Please copy out all the data. Every detail stays the same.

*** Opening of DATA SUPPLIED ***

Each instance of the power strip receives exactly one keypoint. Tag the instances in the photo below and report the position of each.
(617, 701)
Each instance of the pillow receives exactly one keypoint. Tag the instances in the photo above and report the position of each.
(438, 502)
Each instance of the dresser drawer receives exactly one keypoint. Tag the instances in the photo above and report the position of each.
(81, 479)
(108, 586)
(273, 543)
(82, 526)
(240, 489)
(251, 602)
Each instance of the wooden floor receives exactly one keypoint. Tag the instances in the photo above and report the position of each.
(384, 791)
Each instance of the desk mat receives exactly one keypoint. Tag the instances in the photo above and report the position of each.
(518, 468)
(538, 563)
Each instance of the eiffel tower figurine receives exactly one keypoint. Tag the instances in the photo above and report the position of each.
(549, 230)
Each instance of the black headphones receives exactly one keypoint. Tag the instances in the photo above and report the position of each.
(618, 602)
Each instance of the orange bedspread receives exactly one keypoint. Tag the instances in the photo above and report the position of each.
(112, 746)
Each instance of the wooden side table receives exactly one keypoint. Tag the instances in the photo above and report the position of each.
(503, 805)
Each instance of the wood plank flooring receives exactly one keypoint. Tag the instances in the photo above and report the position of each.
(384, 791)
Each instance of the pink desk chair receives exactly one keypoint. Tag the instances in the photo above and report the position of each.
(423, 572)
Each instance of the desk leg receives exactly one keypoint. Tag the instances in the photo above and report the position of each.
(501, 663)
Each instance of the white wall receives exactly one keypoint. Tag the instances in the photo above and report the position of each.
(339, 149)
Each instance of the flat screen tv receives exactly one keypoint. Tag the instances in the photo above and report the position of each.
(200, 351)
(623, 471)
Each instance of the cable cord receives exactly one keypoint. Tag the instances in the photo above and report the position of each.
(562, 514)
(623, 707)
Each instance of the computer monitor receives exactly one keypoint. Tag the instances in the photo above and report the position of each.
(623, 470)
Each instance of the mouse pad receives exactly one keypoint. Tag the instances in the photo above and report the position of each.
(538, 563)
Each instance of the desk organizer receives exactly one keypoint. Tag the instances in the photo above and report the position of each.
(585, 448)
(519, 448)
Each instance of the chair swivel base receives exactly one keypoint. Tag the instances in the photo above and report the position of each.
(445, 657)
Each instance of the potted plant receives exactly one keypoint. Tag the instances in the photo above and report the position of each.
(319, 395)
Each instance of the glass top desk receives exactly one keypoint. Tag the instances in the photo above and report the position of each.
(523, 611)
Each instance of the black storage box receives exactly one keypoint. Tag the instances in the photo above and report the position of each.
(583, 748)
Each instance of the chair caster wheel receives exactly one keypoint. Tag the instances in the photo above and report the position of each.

*** Close of DATA SUPPLIED ***

▸ RESPONSE AREA
Each instance of the power strip receives exactly one keypoint. Tag the instances in the photo below and report the position of each.
(617, 701)
Each instance of the pillow receives exactly one keypoint. Tag the instances in the photo above and report the position of each.
(438, 502)
Each instance of the dresser drawer receives exactly one keypoint. Tag the instances in the photo above and report the position of each.
(81, 479)
(108, 586)
(273, 543)
(82, 526)
(240, 489)
(251, 602)
Each instance of the wooden floor receives exactly one keypoint. Tag the instances in the photo above and report the position of each.
(384, 791)
Each instance of the desk mat receives exactly one keypoint. Tag the instances in the photo above and report the position of each.
(518, 468)
(538, 563)
Each instance of the eiffel tower figurine receives exactly one keypoint. Tag the instances in the photo above and report the position of each.
(549, 230)
Each instance of the black headphones receives exactly one keypoint. Tag the instances in the photo above and report the position of each.
(618, 602)
Each instance of the orange bedspread receives exactly one keypoint. Tag the instances in the photo above and report the position of each.
(112, 746)
Each instance of the wooden side table receives exactly one keypoint. Tag the instances in the photo above and report the position of each.
(503, 805)
Each instance of the wood plank flooring receives exactly one keypoint. Tag the instances in the photo above and report the position of each.
(384, 791)
Each instance of the pink desk chair receives exactly one keypoint. Tag the instances in the photo above and report the position of each.
(423, 572)
Each instance of the desk leg receives exactly one keypoint. Tag the instances in the photo above and report the position of each.
(501, 663)
Each instance of the white wall receives exactly one keypoint. Tag the instances in the photo above and report the position of each.
(339, 149)
Each instance of the flat screen tv receives exactly one keypoint. Tag the instances in the photo above and report the position of each.
(200, 351)
(623, 471)
Each instance of the cable cord receives exactly one keypoint. Tag the instances in the photo above and report the position of each.
(562, 514)
(623, 707)
Each instance of the computer monitor receives exactly one keypoint. Tag the instances in the photo above and report the position of each.
(623, 470)
Each instance of the mouse pad receives exactly one keypoint. Tag the instances in the photo above and report the position of each.
(538, 563)
Each instance of the desk organizer receives exactly one keypoint. Tag the instances in the photo above and report the position of each.
(585, 448)
(519, 448)
Each instance of the chair swivel base receives exactly one keypoint. Tag the instances in the photo above and report the position of each.
(445, 657)
Each instance of the potted plant receives exactly one keypoint. Tag the instances in the photo above and report the position of each.
(319, 395)
Each instance of the glass top desk receives exactly one keypoint. Tag the instances in the photo above and report the position of each.
(523, 611)
Each instance of the black storage box receives exactly one keypoint. Tag the instances in the photo above and report the position of each.
(583, 748)
Each instance of the chair caster wheel receives exactly one keypoint. Tag the instances in the photo above and report the position of each.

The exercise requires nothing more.